Don’t believe Tory claims there will be no hard Border
Idea that EU will make special case for North over customs control is far-fetched
A mock customs post set up by anti-Brexit campaigners at Ravensdale, Co Louth, last February to highlight concerns about trade. Photograph: Niall Carson/PA Wire
Irish politicians and diplomats are now finding themselves in an unholy alliance with pro-Brexit ideologues in the UK as they keep insisting that under no circumstances will there be any customs checks and border posts between Northern Ireland and the Republic of Ireland in the event of the UK quitting the European Union customs union.
The Tory election manifesto states: “Leaving the European Union also means we will be free to strike our own trade agreements with countries outside the EU.” This means the UK leaving the customs union, which would have very serious implications for Northern Ireland. On every EU external border with countries outside the customs union there are formal customs controls with the usual barriers and inspection buildings.
The former UK cabinet minster Owen Patterson, a committed Brexiter, told the BBC the Border would be like the one between the United States and Canada, with electronic customs clearance taking place so physical border checks are not needed. That is true for big transborder firms such as the big three auto makers, whose assembly and component plants are on both side of the Great Lakes.
But as anyone who has waited in line in a car to cross from the US into Canada or vice versa can testify, the border checks are real. The EU and Switzerland also have border and customs control posts, as do Sweden and Norway – the latter outside the EU customs union, while Sweden is a full EU member. According to the Norwegian embassy in London, there are staffed border posts and regular checks to ensure nothing comes into Norway that avoids the duties and tariffs required by law. Queues to cross from Norway into Sweden are the norm.
After months of being in denial can the powerful Irish lobby start to make clear that a full amputation of the UK from the EU single market and customs union is the final revenge of English nationalism on the people of Ireland?

[Saved data entries]
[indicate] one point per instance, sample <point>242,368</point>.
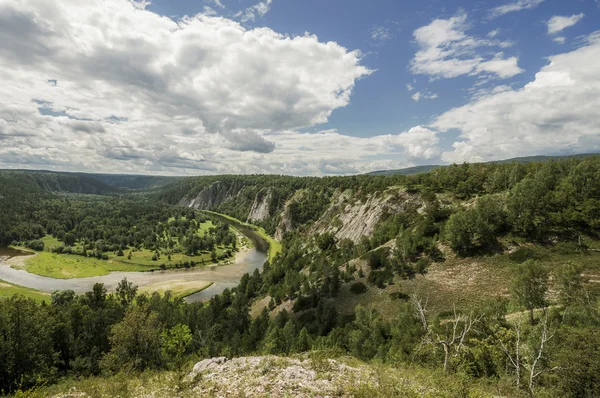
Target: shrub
<point>358,288</point>
<point>36,245</point>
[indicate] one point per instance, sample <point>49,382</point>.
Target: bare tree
<point>531,363</point>
<point>514,354</point>
<point>452,339</point>
<point>537,353</point>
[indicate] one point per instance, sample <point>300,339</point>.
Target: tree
<point>176,342</point>
<point>303,342</point>
<point>529,286</point>
<point>69,239</point>
<point>126,292</point>
<point>135,342</point>
<point>578,362</point>
<point>572,289</point>
<point>451,336</point>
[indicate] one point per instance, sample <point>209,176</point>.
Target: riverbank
<point>221,277</point>
<point>9,289</point>
<point>275,246</point>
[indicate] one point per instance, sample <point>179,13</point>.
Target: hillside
<point>303,376</point>
<point>453,273</point>
<point>526,159</point>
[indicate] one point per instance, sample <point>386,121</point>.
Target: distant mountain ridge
<point>525,159</point>
<point>91,183</point>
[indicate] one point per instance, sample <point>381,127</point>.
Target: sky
<point>300,87</point>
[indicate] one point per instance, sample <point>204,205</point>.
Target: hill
<point>452,272</point>
<point>526,159</point>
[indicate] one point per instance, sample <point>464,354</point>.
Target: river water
<point>226,276</point>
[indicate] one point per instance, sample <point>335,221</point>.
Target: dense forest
<point>541,219</point>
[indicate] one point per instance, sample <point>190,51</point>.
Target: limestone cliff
<point>210,197</point>
<point>353,218</point>
<point>260,207</point>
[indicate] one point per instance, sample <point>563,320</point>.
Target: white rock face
<point>205,364</point>
<point>271,376</point>
<point>354,219</point>
<point>260,207</point>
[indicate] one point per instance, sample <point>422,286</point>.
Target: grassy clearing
<point>468,283</point>
<point>266,378</point>
<point>67,266</point>
<point>275,246</point>
<point>8,290</point>
<point>179,288</point>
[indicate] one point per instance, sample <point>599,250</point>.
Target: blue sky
<point>381,103</point>
<point>299,87</point>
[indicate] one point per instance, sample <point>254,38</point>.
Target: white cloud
<point>418,96</point>
<point>493,33</point>
<point>259,9</point>
<point>379,35</point>
<point>558,23</point>
<point>217,3</point>
<point>555,113</point>
<point>133,91</point>
<point>446,51</point>
<point>513,7</point>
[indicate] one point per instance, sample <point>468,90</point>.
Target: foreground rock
<point>275,377</point>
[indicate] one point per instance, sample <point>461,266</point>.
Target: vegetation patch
<point>179,288</point>
<point>8,290</point>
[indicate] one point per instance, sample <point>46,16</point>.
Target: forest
<point>537,223</point>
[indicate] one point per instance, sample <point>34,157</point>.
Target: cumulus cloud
<point>150,94</point>
<point>447,51</point>
<point>419,96</point>
<point>259,9</point>
<point>558,23</point>
<point>379,35</point>
<point>514,7</point>
<point>555,113</point>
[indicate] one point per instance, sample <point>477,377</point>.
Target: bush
<point>523,254</point>
<point>358,288</point>
<point>36,245</point>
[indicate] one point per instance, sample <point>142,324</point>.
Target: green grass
<point>67,266</point>
<point>275,246</point>
<point>8,290</point>
<point>178,288</point>
<point>468,283</point>
<point>50,241</point>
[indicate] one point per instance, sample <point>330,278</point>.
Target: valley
<point>449,271</point>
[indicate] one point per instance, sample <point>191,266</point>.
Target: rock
<point>207,364</point>
<point>260,207</point>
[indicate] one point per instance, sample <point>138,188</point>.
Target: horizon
<point>189,88</point>
<point>374,172</point>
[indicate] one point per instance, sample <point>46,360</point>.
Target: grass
<point>67,266</point>
<point>178,288</point>
<point>8,290</point>
<point>357,379</point>
<point>468,283</point>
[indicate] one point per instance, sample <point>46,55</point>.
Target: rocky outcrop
<point>260,207</point>
<point>352,218</point>
<point>285,225</point>
<point>207,364</point>
<point>210,197</point>
<point>276,377</point>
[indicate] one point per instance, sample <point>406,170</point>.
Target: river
<point>226,276</point>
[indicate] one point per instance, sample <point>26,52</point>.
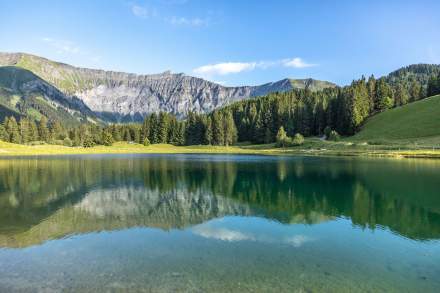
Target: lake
<point>219,223</point>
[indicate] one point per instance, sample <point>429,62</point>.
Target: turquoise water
<point>204,223</point>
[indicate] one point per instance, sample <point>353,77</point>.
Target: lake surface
<point>216,223</point>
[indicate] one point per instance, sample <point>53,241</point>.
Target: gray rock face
<point>118,95</point>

Tasks to perform
A) Retype the passage of the Irish border article between "Don’t believe Tory" and "Union customs union.", inclusive.
B) According to the Irish border article, what is the norm when crossing from Norway into Sweden?
Work from the Irish border article alone.

Task-by-task results
A)
Don’t believe Tory claims there will be no hard Border
Idea that EU will make special case for North over customs control is far-fetched
A mock customs post set up by anti-Brexit campaigners at Ravensdale, Co Louth, last February to highlight concerns about trade. Photograph: Niall Carson/PA Wire
Irish politicians and diplomats are now finding themselves in an unholy alliance with pro-Brexit ideologues in the UK as they keep insisting that under no circumstances will there be any customs checks and border posts between Northern Ireland and the Republic of Ireland in the event of the UK quitting the European Union customs union.

B) Queues are the norm when crossing from Norway into Sweden.